> [Required work]:
(a) Set down, word for word, the part of the draft notes below that begins at the words "I will be doing" and stops after "get pretty close.".
(b) Translate this sentence from the draft notes below into Spanish: "I will be doing some Scars drafts and writing them up as time allows."
(c) List every card color that the draft notes below mention by name, in the order each first appears.
(Beginning of Quoted passage)
I do suspect the blue Leyline is mostly a trap. I would take a white Leyline a little higher than a basic land, and sideboard it in against lava-axe.dec.
I will be doing some Scars drafts and writing them up as time allows. Though I might not be doing any "alternate color choices" analysis in this kind of detail, at least not until I know the set better. I am of course looking forward to getting some of each new leonin card, since I'm a cat dude myself!
Obviously you can't predict things with perfect accuracy, but if you are looking at each pick as if all of the previous picks had happened exactly as they did in the actual draft I think you can get pretty close.
I read one of the pros say once that reading the signals passed TO you from your right is more important than what signals you send to the left. Because whatever's coming from your right you'll get in packs 1 and 3, what you cut to the left you may only get strongly in pack 2. I see a lot of wisdom in that. It's worth noting too, that if you cut a color, let's say blue, you might have bad drafters that don't read signals downstream of you. Or you might have a guy that opened pack 1 Mind Control and is determined to stay blue even though you're cutting it.
That theory argues more in favor of taking the white in pack 1, really.
I will say also, looking at the early pack 2 Cudgel Troll and Giant Spider that ended up in the pod winner's deck, I'm almost certain he was immediately to my right, cutting all the best blue & taking those two good early green cards I passed him before anyone else could get a shot. Of course I didn't realize that at the time.
Another tool I see the pros mention that's too much straining my memory right now (maybe with more practice) is to remember pack 1 or pack 2, see it come back, and go "Oh yeah, these 7 cards are what's missing, so I know something about what colors the rest of the table is in". Or at least "It's surprising that a strong black card tabled since it was a weak pack, not many black drafters here" or "The black card I wanted tabled, but that doesn't mean black is wide open because I remember that pack was stuffed with ridiculously good cards, and this still quite good black card is weaker than most of them."
(End of Quoted passage)
(Beginning of Supplied material)
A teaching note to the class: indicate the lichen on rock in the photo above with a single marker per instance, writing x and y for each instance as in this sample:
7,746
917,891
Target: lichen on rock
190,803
(End of Supplied material)
> [Exercise solutions]:
(a)
I will be doing some Scars drafts and writing them up as time allows. Though I might not be doing any "alternate color choices" analysis in this kind of detail, at least not until I know the set better. I am of course looking forward to getting some of each new leonin card, since I'm a cat dude myself!
Obviously you can't predict things with perfect accuracy, but if you are looking at each pick as if all of the previous picks had happened exactly as they did in the actual draft I think you can get pretty close.

(b) Haré algunos drafts de Scars y los iré reseñando a medida que el tiempo lo permita.

(c) blue, white, green, black